■ **TESTO DEL DOCUMENTO**
^^^^^^^^
D’ora in poi ci si potrà preoccupare di meno quando qualcuno è fuori di sé. Certo detto questo modo potrebbe indurre l’inizio di una discussione kilometrica sull’argomento, ma Marina Weiler e alcuni suoi colleghi del dipartimento di neuroscienze della statunitense Università della Virginia, in uno studio appena pubblicato sulla Neuroscience & Biobehavioral Review, ci credono veramente anche perché è una cosa molto seria.  

L’attenzione dei ricercatori è stata attirata dal significativo incremento dell’empatia manifestato da soggetti che stavano sperimentando esperienze di distacco dal proprio corpo. Uno stato di dissoluzione dell’io, indotto da cause molteplici, come le esperienze di pre-morte o l’uso di sostanze allucinogene, che spesso muta radicalmente il proprio punto di vista sul mondo e sul posto che ognuno vi occupa. “La separazione dal corpo fisico non di rado conduce a un senso di interconnessione con la vita nella sua interezza e a una più profonda connessione emotiva con gli altri, influenzando le relazioni personali e l’armonia sociale”, scrivono i ricercatori d’Oltreoceano.

Le esperienze di distacco dal corpo possono infatti sembrare più vere della realtà stessa, e più della metà dei soggetti studiati ha definito in seguito i suoi rapporti con gli altri come più rilassati e pacifici. Alcuni sono andati oltre, definendosi più spirituali e più convinti della possibilità di una vita dopo la morte. In effetti ci sono persone che hanno vissuto questo tipo di esperienza. Insomma sono andati di là e poi sono ritornati. Si potrebbero fare tantissimi esempi in merito e probabilmente avremo modo in futuro di approfondire meglio l’argomento.

Marina Weiler conclude dicendo che al momento non è chiaro cosa accada nel cervello quando si producono simili cambiamenti nella percezione di sé e degli altri, ma scoprirlo potrebbe aprire la strada per rinforzare gli effetti benefici dell’indebolimento del sé durante un’epoca particolarmente conflittuale come quella in corso (e la maggior parte delle altre che l’hanno preceduta). Peccato che il problema sarà farlo capire alla gente comune ormai abituata dai social network a trasformare in narrazione epica anche quelli che una volta altro che non erano che i rumori di fondo della quotidianità. A tale proposito vi suggeriamo di guardare il film bellissimo dal titolo: Dragonfly, in cui l’argomento è spiegato molto bene e può esserci d’aiuto per avere una visione d’insieme più ampia.
^^^^^^^^
[Dati raccolti]
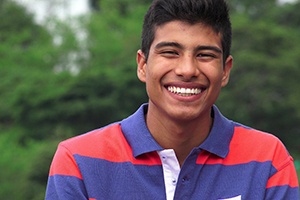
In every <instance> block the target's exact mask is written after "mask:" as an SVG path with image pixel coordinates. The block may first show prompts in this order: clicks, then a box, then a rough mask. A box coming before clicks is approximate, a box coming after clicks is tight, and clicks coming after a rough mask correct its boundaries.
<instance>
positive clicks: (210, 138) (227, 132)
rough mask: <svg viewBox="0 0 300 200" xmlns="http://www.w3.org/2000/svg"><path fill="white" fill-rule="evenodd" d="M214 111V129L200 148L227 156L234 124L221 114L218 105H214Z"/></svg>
mask: <svg viewBox="0 0 300 200" xmlns="http://www.w3.org/2000/svg"><path fill="white" fill-rule="evenodd" d="M212 112H213V115H214V122H213V126H212V129H211V131H210V133H209V135H208V137H207V138H206V140H205V141H204V142H203V143H202V144H201V145H200V146H199V148H200V149H203V150H206V151H208V152H210V153H213V154H215V155H217V156H219V157H222V158H225V157H226V156H227V155H228V153H229V145H230V141H231V139H232V136H233V132H234V124H233V122H232V121H230V120H228V119H227V118H225V117H224V116H223V115H222V114H221V112H220V111H219V109H218V108H217V106H215V105H214V106H213V110H212Z"/></svg>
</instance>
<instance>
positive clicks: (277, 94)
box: [0, 0, 300, 200]
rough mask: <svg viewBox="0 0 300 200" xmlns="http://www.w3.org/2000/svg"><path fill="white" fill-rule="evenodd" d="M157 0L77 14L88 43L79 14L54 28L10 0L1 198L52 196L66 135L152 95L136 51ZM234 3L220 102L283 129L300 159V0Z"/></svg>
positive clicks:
^^^^^^^^
Scrivi il seguito dell'articolo sullo studio che collega le esperienze di distacco dal corpo a una maggiore empatia, partendo subito dopo la sua ultima frase.

■ **RISPOSTA**
La storia è quella di una coraggiosa oncologa pediatrica che muore in un incidente sull’autobus in cui viaggiava in Venezuela, per portare la sua assistenza specializzata ai bambini delle popolazioni più povere. Il suo corpo non viene ritrovato. Il marito medico, era contrario alla sua partenza anche per via della gravidanza in corso. Cercando di convivere con il dolore, entra in contatto con i bambini pazienti nel reparto oncologia pediatrica della moglie.

Loro gli raccontano di esperienze di premorte in cui la dottoressa parla loro proprio di lui e riempiono le loro stanze d’ospedale di disegni raffiguranti una specie di croce ondulata. L’uomo ne discute con una suora che gli parla di fede. Lui capisce che sua moglie sta cercando di contattarlo per fargli capire qualcosa di importante.

Guardando le ultime foto inviategli dalla moglie, che la ritraevano vicina ad una cascata, parte senza indugi alla ricerca del villaggio vicino al quale avvenne l’incidente in cui la moglie perse la vita. Una volta giunto sul posto, la scoperta finale sarà assolutamente sconvolgente: la moglie era stata trovata morta, dopo l’incidente, dagli abitanti del villaggio in cui lei aveva prestato aiuto, e grazie al loro aiutò la bambina che portava in grembo, seppur nata prematura, è viva e custodita in una delle loro capanne, in quanto, come dice il capovillaggio, “non abbiamo salvato il suo corpo ma la sua anima”.